◆ Provided material ◆

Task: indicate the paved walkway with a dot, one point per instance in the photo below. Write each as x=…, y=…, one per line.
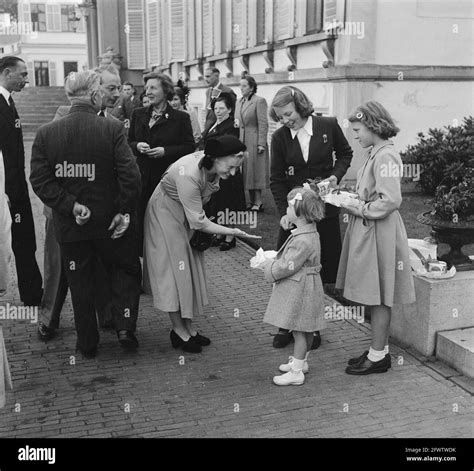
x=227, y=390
* * *
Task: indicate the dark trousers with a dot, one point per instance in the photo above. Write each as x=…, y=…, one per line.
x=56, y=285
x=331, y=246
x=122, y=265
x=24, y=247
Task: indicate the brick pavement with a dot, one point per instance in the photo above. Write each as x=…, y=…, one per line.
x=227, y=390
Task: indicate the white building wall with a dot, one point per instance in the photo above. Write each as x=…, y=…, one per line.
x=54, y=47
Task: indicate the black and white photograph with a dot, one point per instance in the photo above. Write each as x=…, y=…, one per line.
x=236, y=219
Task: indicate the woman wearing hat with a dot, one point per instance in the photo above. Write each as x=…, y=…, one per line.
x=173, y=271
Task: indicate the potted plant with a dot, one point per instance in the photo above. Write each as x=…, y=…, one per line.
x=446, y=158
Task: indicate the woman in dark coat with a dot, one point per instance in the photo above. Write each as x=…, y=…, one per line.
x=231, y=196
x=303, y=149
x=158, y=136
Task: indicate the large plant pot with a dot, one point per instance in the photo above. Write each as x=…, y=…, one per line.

◆ Exercise description ◆
What are the lines above, starting at the one with "Task: indicate the potted" and ending at the one with "Task: indicate the large"? Give them again exactly, and only them.

◆ The answer ◆
Task: indicate the potted plant with a dot, one point per instance in the photo above. Write each as x=…, y=…, one per line.
x=446, y=158
Task: indicate the woman in dark coat with a dot, one point per instance in the photo above. Write each as x=…, y=…, one per line.
x=231, y=196
x=303, y=149
x=158, y=136
Task: indicate the large plant pot with a dot, one point per instance in the photo above. Write each as x=…, y=…, one per line.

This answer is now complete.